--- START Excerpt to read ---

Using XML DOM to Detect Tracked Revisions in an Open XML WordprocessingML Document

Tracked revisions are one of the more involved features of Open XML WordprocessingML. There are 28 elements associated with tracked revisions, each with their own semantics. In some cases, such as with content controls and deleted paragraph marks, the semantics for tracked revisions are (of necessity) very involved.

Some time ago, I wrote an article, Accepting Revisions in Open XML Word-Processing Documents, which details the exact semantics for each of the elements that comprise revision tracking.

--- END Excerpt to read ---

From the text on tracked revisions in WordprocessingML, reproduce the passage between "Tracked revisions are one" and "comprise revision tracking.", inclusive.

--- START Stored rows ---

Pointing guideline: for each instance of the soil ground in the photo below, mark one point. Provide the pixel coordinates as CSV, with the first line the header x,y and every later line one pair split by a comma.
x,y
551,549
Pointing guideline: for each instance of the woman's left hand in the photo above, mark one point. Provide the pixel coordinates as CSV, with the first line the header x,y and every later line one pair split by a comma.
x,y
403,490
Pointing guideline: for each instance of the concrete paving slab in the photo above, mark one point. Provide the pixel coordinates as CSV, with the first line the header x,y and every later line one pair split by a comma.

--- END Stored rows ---

* Response to this exercise *
Tracked revisions are one of the more involved features of Open XML WordprocessingML. There are 28 elements associated with tracked revisions, each with their own semantics. In some cases, such as with content controls and deleted paragraph marks, the semantics for tracked revisions are (of necessity) very involved.

Some time ago, I wrote an article, Accepting Revisions in Open XML Word-Processing Documents, which details the exact semantics for each of the elements that comprise revision tracking.